Top of PASSAGE SHOWN
Core data files that are archived elsewhere (the BioTIME database of community dynamics, the database of amniote life history traits, the fish database, as detailed above) are not re-hosted here. Equally we do not include the raw trait data downloaded from TRY or WoRMS.

Nature and Units of recorded values

See data structure - no new data here.

Quality control

See collection approach above - cleaning and filtering of source databases was applied in several steps.

Details of data structure:

Scripts

HTMLs detailing the analyses are included to give some more background.

  1. Generates assemblages from the raw BioTIME data by grouping dispersed studies into cells
  2. Cleans the names assigned to records in BioTIME by cross-referencing with GBIF taxonomic backbone
  3. Gathers trait data for these species from a variety of sources
  4. Conducts the analyses described in the paper

Trait Tables

bt_names_all_traits.csv is a relation table linking the tidied name in the BioTime database with the matches in the trait databases.

Columns:

  • TidyBTName Tidy Name in BioTime database (used as key)
  • canonicalName name sources from GBIF
  • rank Taxonomic rank of name
  • kingdom Kingdom of species
  • common_name Common name of species
  • AphiaID ID from Aphia marine database
  • Aphia_scientificname Name from Aphia database
  • TRY_AccSpeciesName Accepted Name from TRY plant database

Core Traits used:

  • TR_BodyLength_mm Bodylength in mm (marine species)

  • TR_QualitativeBodySize Qualitative body size (1-4) for marine species

  • TR_Mean_LengthMax Body length (cm) (fish)
Bottom of PASSAGE SHOWN
Top of SOURCE DATA
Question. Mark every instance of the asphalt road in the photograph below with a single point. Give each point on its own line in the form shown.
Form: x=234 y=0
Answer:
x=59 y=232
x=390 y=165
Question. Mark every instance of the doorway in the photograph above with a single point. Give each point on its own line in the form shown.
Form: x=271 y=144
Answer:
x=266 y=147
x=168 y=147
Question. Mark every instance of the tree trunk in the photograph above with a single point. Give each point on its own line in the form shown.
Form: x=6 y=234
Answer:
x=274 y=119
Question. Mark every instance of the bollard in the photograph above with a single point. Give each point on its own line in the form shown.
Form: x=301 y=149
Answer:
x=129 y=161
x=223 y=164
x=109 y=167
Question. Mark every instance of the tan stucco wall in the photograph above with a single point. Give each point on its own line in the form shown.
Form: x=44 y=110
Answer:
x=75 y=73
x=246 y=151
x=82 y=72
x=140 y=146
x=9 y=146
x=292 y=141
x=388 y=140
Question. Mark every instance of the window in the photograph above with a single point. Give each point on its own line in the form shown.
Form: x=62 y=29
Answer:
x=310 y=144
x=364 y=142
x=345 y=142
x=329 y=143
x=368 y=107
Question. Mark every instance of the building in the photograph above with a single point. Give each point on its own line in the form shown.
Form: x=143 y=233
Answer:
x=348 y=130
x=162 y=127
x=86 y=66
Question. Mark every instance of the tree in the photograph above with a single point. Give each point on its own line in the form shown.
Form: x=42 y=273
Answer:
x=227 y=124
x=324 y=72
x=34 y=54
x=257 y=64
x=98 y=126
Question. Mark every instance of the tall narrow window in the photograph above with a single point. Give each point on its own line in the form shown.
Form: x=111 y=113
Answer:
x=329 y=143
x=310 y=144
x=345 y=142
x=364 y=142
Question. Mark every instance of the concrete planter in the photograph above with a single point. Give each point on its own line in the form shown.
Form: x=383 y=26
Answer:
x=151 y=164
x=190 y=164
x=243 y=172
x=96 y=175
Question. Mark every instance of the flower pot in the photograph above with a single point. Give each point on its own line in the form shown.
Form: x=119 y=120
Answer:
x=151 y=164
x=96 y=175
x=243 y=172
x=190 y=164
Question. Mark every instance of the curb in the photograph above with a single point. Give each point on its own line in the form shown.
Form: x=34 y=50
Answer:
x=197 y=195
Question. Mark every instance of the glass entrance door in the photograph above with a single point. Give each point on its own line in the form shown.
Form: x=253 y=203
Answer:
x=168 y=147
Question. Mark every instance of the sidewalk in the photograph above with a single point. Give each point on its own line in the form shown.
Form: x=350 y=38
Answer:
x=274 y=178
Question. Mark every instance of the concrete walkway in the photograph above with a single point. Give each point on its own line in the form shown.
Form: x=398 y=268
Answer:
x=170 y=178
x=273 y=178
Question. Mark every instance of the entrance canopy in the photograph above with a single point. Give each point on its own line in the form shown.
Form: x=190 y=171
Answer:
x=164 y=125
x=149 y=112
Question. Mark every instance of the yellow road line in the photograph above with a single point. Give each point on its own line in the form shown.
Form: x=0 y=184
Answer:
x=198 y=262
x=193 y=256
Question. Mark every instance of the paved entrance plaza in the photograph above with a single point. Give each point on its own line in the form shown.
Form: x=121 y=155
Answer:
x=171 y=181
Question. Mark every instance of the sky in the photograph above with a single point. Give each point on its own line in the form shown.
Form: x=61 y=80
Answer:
Bottom of SOURCE DATA
> [EXERCISES TO COMPLETE]
a) Rewrite the dataset notes' paragraph that begins "Core data files that are archived elsewhere" as a short list that keeps its main facts.
b) Write the next part of the dataset notes, continuing from their last line.

> [RESPONSES BY TASK]
a)
- Not re-hosted here: core data files archived elsewhere, namely the BioTIME database of community dynamics, the database of amniote life history traits, and the fish database.
- Also left out: the raw trait data downloaded from TRY or WoRMS.

b)
  • TR_adult_body_mass_g Body mass (g)

  • TR_Mean_SeedMass Seed mass (log mg) from TRY

  • TR_Max_Height Tree max height (m) from TRY

  • TRY_datasetIDs_SeedMass References for seed mass (See: https://www.try-db.org/de/Datasets.php)

  • TRY_datasetIDs_Height References for plant heights https://www.try-db.org/de/Datasets.php)

Results Tables

There are two tables of results:

AllThree_All.csv is a large table detailing the species population trends as measured in three different ways (see paper). Data is grouped by the trait value used and STUDY_ID_CELL.

  • TidyBTName Tidy Name in BioTime database (used as key)
  • D19_slope Main population trend, trimmed, sqrt-transfomred, then scaled (D19 = following Dornelas et al 2019 https://doi.org/10.1111/ele.13242 approach)
  • D19_pvalue Main population trend significance
  • D19_StdErr Main population trend standard error
  • Elas_slope Alternative population trend standardising by dividing by the mean population values
  • Elas_pvalue Alternative population trend significance
  • Elas_StdErr Alternative population trend standard error
  • N_times_observed The number of times the species was observed in the community
  • N_used Number of data points used
  • Slope Relative rank change through time
  • MeanRank Mean rank of species abundance through time
  • MeanAbsRankChange Absulte change in rank through time.
  • trait_value Body size Trait value
  • RelTraitRank Relative trait rank comapred to the rest of the community
  • trait Trait used (secondary key)
  • STUDY_ID_CELL Study ID and Cell (secondary key)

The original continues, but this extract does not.